#### [BRIEF]
Print all of the rows below verbatim, from first to last, and leave the pictures out of your output.

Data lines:
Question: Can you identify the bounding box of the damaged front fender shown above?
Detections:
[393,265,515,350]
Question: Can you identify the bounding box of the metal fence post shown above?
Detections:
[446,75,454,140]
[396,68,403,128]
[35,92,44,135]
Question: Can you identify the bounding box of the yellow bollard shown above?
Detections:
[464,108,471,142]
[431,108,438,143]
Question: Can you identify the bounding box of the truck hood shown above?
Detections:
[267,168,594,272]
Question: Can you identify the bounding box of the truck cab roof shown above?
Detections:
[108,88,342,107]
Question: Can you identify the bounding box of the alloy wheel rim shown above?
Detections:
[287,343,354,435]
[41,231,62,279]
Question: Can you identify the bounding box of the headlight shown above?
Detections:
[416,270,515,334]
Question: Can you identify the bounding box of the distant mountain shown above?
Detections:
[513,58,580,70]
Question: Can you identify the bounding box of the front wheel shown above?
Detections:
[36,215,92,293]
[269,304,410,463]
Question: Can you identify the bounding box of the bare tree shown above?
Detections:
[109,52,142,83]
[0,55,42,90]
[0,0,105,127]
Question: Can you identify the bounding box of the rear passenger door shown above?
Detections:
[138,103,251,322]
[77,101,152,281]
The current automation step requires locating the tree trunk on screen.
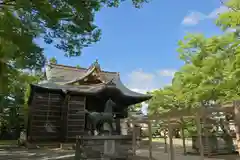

#### [EXPECTED ANSWER]
Question: Can you identify the bounding box of the damaged front fender shown above?
Detections:
[393,265,515,350]
Question: Can you identify the bounding box of the metal fence post shown above?
Detections:
[446,75,454,140]
[396,68,403,128]
[35,92,44,135]
Question: Can you identify the bounding box of the yellow bollard shown above?
Detections:
[464,108,471,142]
[431,108,438,143]
Question: Can you identify the bounding box of the truck hood shown above?
Detections:
[267,168,594,272]
Question: Can you identify the bounding box of the truck cab roof shown above?
Detections:
[108,88,342,107]
Question: Can you identify the bounding box of the alloy wheel rim shown above?
Detections:
[287,343,354,435]
[41,231,62,279]
Question: Can you identify the bounding box of the headlight shown above?
Detections:
[416,270,515,334]
Question: Can you identify the bounding box of the distant mountain shown above?
Detections:
[513,58,580,70]
Question: Can you identify the bounding box of the front wheel shown above?
Detections:
[36,215,92,293]
[269,304,410,463]
Question: Can you identify the bounding box of the bare tree shown above?
Detections:
[109,52,142,83]
[0,55,42,90]
[0,0,105,127]
Question: Can you identify the bounding box of the rear passenger door shown above?
Detections:
[138,103,251,322]
[77,101,152,281]
The current automation step requires locating the tree trunk on screen.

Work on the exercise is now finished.